**原始文献:**

--------------------------------------------------

秋,七月,皇泰主遣大理卿张权、鸿胪卿崔善福赐李密书曰:“今日以前,咸共刷荡,使至以后,彼此通怀。七政之重,伫公匡弼,九伐之利,委公指挥。”权等既至,密北面拜受诏书。既无西虑,悉以精兵东击化及。密知化及军粮且尽,因伪与和;化及大喜,恣其兵食,冀密馈之。会密下有人获罪,亡抵化及,具言其情,化及大怒,其食又尽,乃渡永济渠,与密战于童山之下,自辰达酉;密为流矢所中,堕马闷绝,左右奔散,追兵且至,唯秦叔宝独捍卫之,密由是获免。叔宝复收兵与之力战,化及乃退。化及入汲郡求军粮,又遣使拷掠东郡吏民以责米粟。王轨等不堪其弊,遣通事舍人许敬宗诣密请降;以轨为滑州总管,以敬宗为元帅府记室,与魏徵共掌文翰。敬宗,善心之子也。房公苏威在东郡,随众降密,密以其隋氏大臣,虚心礼之。威见密,初不言帝室艰危,唯再三舞蹈,称“不图今日复睹圣明!”时人鄙之。化及闻王轨叛,大惧,自汲郡引兵欲取以北诸郡,其将陈智略帅岭南骁果万余人,樊文超帅江淮排,张童儿帅江东骁果数千人,皆降于密。文超,子盖之子也。化及犹有众二万,北趣魏县;密知其无能为,西还巩洛,留徐世以备之。
秋季,七月,皇泰主杨侗派遣大理卿张权、鸿胪卿崔善福赐给李密书信说:“今日以前的事情,全部不论,至于今后,彼此要真诚相待。天下大事,还有待阁下匡救辅助,征伐大权,还委托阁下指挥。”张权等到清淇后,李密朝北拜受诏书。既然没有了来自西边东都方向的后顾之忧,李密便将全部精锐兵力向东攻击宇文化及。李密了解到化及的军粮快吃光了,就假意与宇文化及求和;宇文化及高兴万分,不再限制士卒吃粮,希望李密能送他些粮食。恰巧李密手下有人犯法,逃到宇文化及处,把李密的计谋全部说了出来,宇文化及十分气愤,他的军粮又吃完了,于是渡过永济渠,与李密在童山脚下交战,从早晨七八点打到傍晚六七点;李密被流箭射中,落马昏死过去,亲随跑散了,追兵就要赶到,只有秦叔宝一个人保护着他,李密因此得以逃脱。秦叔宝重新收拾兵力与宇文化及作战,宇文化及于是退军。宇文化及进入汲郡求军粮,又派人拷打东郡的官吏百姓索取粮食。王轨等人受不了他的作法,派通事舍人许敬宗到李密那里请求投降;李密以王轨为滑州总管,以许敬宗为元帅府记室,和魏徵一同掌管文书。许敬宗是许善心的儿子。房公苏威在东郡,随众人投降了李密,因为他是隋的大臣,李密对待他虚心而有礼貌,苏威见李密,一开始也不谈隋朝的艰难危厄,只是反复舞蹈,称颂:“想不到今天又见到圣明天子!”当时的人都很鄙视他。宇文化及听说王轨叛变,十分惊慌,从汲郡带军队准备攻取汲郡以北各郡县,他的将领陈智略率领一万多岭南骁果,樊文超率江淮排,张童儿率领千江东骁果,均投降了李密。樊文超是樊子盖的儿子。宇文化及尚有兵众二万人,向北进兵魏县。李密知道宇文化及不会有什么作为,就向西回到巩洛,留下徐世防备宇文化及。

--------------------------------------------------

**记录数据:**
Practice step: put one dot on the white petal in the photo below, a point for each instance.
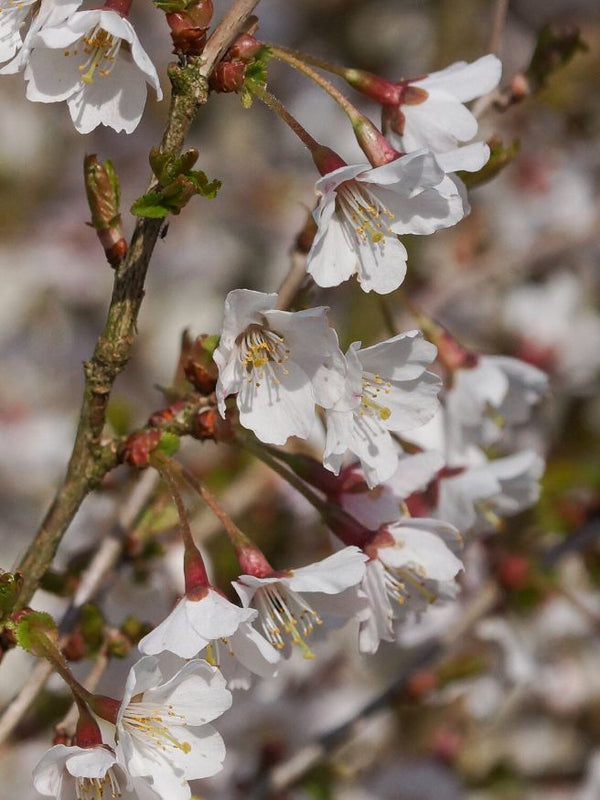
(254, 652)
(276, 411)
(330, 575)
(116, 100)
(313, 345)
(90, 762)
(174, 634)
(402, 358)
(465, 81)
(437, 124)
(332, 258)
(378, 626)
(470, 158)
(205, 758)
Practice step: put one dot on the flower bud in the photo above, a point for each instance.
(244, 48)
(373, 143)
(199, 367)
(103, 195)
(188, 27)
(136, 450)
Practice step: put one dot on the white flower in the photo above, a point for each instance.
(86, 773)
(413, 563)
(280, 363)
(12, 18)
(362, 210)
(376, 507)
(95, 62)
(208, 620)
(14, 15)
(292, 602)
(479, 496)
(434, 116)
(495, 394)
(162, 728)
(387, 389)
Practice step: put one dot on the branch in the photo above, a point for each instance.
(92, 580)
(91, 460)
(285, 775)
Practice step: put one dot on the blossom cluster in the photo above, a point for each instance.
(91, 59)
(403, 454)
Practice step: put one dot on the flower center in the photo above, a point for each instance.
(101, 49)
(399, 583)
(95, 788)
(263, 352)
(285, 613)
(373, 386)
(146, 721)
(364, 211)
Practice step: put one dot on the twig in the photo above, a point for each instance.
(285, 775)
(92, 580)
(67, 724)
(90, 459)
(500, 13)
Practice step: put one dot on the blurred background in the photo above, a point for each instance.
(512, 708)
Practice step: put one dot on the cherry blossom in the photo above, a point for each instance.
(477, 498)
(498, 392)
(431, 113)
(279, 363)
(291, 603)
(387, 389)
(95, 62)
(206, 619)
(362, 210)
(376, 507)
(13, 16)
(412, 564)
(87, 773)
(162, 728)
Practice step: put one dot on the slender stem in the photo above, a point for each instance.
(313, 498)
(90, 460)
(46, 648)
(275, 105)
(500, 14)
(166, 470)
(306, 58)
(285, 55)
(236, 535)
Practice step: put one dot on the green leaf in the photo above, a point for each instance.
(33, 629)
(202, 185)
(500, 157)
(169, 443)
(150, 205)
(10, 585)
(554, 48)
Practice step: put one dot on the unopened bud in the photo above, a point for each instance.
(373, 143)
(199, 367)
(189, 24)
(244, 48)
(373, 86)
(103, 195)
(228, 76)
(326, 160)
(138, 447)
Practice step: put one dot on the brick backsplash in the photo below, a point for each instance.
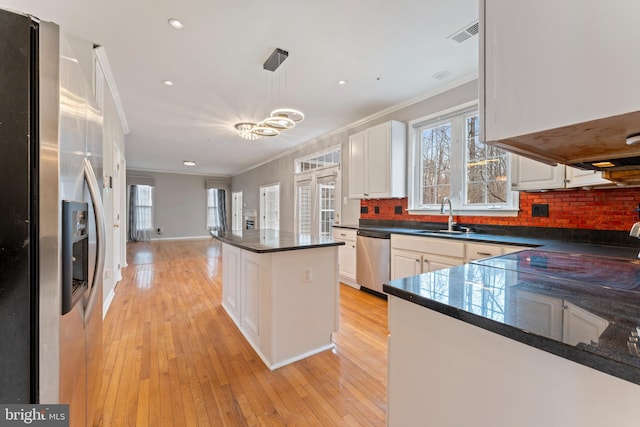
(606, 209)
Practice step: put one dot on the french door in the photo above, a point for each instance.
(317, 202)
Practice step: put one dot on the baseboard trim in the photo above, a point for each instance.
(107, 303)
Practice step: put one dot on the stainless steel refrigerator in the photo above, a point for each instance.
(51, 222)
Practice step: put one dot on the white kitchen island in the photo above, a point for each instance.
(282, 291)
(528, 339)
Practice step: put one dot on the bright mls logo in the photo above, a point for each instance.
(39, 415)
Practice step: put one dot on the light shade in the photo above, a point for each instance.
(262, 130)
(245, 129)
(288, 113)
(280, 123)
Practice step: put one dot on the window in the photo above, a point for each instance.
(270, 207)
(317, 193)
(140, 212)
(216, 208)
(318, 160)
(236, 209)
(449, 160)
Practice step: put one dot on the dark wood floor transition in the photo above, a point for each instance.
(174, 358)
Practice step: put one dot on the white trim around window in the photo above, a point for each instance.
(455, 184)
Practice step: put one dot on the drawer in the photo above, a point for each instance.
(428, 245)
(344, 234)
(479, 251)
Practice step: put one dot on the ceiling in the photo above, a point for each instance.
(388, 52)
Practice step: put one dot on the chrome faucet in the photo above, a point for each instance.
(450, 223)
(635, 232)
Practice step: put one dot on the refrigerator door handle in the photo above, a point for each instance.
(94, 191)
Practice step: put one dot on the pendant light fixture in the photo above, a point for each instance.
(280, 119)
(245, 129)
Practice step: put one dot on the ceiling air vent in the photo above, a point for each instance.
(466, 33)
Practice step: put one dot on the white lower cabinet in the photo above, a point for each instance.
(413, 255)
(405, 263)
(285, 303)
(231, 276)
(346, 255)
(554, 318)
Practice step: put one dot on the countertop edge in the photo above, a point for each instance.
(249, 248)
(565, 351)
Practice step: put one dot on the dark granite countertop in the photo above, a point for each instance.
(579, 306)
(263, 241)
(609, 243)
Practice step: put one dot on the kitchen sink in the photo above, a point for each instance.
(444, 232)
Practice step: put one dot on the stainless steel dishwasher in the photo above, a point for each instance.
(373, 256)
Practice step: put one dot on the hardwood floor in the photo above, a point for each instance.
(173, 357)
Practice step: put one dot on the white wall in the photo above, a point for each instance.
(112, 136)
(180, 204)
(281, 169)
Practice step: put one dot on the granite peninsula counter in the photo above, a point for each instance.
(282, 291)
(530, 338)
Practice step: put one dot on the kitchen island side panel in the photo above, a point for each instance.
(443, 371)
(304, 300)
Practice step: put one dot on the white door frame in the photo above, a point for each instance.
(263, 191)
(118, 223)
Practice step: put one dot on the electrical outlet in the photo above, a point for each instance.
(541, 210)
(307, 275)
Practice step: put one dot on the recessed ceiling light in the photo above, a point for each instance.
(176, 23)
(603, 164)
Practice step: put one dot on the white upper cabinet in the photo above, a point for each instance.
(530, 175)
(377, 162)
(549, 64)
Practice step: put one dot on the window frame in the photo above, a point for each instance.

--------------------------------------------------

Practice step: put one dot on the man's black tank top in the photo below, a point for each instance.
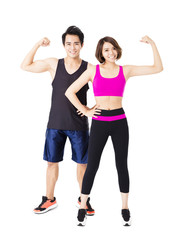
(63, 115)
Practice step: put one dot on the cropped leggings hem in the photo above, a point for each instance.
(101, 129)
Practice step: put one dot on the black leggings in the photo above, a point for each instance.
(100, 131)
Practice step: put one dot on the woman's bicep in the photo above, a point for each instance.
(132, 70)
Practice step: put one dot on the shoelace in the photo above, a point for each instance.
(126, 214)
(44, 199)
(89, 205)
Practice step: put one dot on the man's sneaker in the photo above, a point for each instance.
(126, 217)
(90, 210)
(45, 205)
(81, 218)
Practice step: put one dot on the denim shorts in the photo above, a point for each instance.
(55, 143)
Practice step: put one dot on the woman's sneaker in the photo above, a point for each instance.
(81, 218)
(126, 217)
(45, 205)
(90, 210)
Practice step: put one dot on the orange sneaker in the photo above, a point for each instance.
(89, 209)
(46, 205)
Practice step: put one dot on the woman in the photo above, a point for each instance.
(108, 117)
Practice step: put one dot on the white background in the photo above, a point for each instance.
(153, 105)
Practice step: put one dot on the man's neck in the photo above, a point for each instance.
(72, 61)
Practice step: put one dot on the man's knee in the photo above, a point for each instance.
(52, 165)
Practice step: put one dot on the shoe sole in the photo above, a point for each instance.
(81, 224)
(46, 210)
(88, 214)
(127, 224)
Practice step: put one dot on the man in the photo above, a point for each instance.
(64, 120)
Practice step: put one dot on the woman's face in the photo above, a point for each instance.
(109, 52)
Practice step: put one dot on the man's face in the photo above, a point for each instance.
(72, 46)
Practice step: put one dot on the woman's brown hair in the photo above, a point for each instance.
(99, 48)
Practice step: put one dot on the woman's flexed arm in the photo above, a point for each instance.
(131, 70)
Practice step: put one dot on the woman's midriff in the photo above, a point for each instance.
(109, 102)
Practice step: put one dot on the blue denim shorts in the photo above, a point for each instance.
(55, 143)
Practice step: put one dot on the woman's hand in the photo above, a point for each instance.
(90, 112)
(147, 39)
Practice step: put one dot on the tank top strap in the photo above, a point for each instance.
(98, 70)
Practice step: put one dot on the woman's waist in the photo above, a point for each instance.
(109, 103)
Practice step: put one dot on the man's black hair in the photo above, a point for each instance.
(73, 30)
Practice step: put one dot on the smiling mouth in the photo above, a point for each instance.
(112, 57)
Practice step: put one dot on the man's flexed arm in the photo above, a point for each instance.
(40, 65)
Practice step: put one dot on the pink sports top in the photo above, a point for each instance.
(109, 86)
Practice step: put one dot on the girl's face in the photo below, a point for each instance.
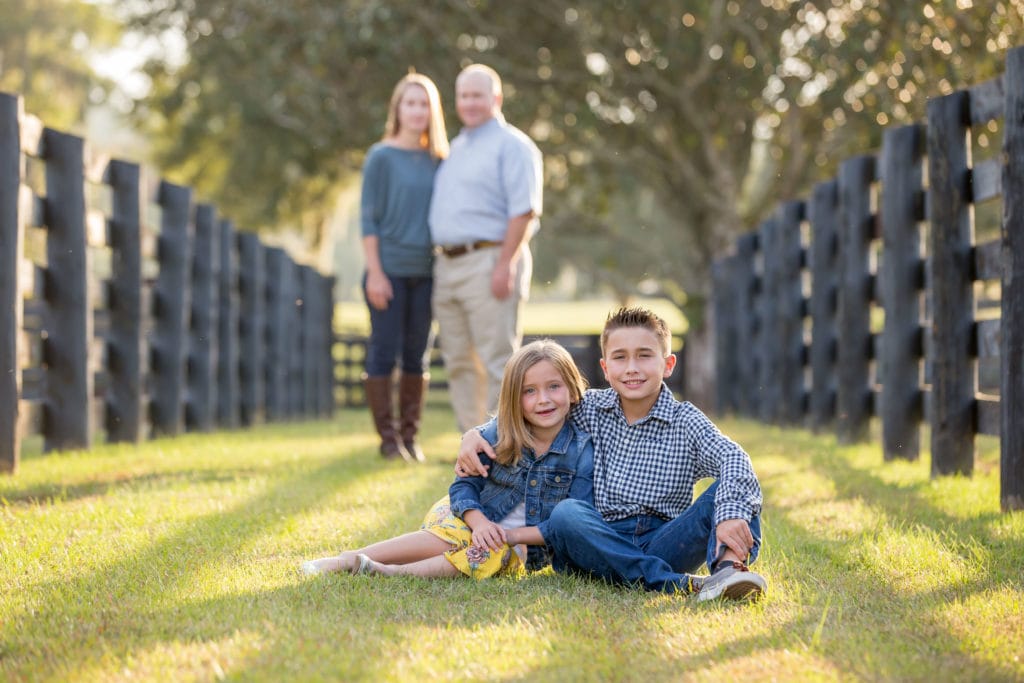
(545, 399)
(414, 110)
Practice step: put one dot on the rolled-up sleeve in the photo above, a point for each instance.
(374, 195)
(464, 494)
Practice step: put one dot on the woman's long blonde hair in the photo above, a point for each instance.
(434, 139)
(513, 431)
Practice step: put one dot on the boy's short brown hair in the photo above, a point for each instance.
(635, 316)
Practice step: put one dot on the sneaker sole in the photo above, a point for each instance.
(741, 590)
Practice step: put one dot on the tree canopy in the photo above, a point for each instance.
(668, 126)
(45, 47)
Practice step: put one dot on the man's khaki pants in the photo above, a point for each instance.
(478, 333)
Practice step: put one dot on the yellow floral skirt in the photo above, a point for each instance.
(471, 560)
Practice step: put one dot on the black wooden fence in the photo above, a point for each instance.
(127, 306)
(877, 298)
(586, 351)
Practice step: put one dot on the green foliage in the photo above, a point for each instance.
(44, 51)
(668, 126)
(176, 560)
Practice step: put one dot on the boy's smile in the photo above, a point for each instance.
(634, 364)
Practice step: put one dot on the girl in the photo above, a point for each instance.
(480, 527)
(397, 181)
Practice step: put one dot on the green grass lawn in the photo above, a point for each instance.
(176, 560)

--------------------------------------------------

**任务列表:**
[a] 根据原始文献,童山之战中李密坠马后,是谁独自护卫他?
[b] 用两句话概括原始文献。
[c] 请从原始文献中李密西还巩洛、留人防备化及那一句之后,把这段史事续写下去。

**各题答案:**
[a] 秦叔宝。

[b] 皇泰主遣使赐书李密,李密拜受诏书后率精兵东击宇文化及,两军战于童山之下,李密中箭坠马,靠秦叔宝护卫得免,化及退兵。化及在东郡拷掠索粮,王轨等遣许敬宗请降,陈智略、樊文超、张童儿等部将也相继降密,化及率余众二万北趋魏县,李密则西还巩洛并留人防备。

[c]
'43'乙巳,宣州刺史周超击朱粲,败之。
'43'乙巳(初二),唐宣州刺史周超攻朱粲并打败了他。
'44'丁未,梁师都寇灵州,骠骑将军蔺兴粲击破之。
'44'丁未(初四),梁师都侵犯灵州,唐骠骑将军蔺兴粲打败了他。
'45'突厥阙可汗遣使内附。初,阙可汗附于李轨;隋西戎使者曹琼据甘州诱之,乃更附琼,与之拒轨;为轨所败,窜于达斗拔谷,与吐谷浑相表里,至是内附。寻为李轨所灭。
'45'突厥阙可汗派遣使节归附中原王朝。当初阙可汗归附李轨,隋朝西戎使者曹琼占据甘州引诱阙可汗,阙可汗改为归附曹琼,与曹琼一起抵御李轨;被李轨打败,逃窜到达斗拔谷,和吐谷浑相表里,到北时内附。不久被李轨消灭。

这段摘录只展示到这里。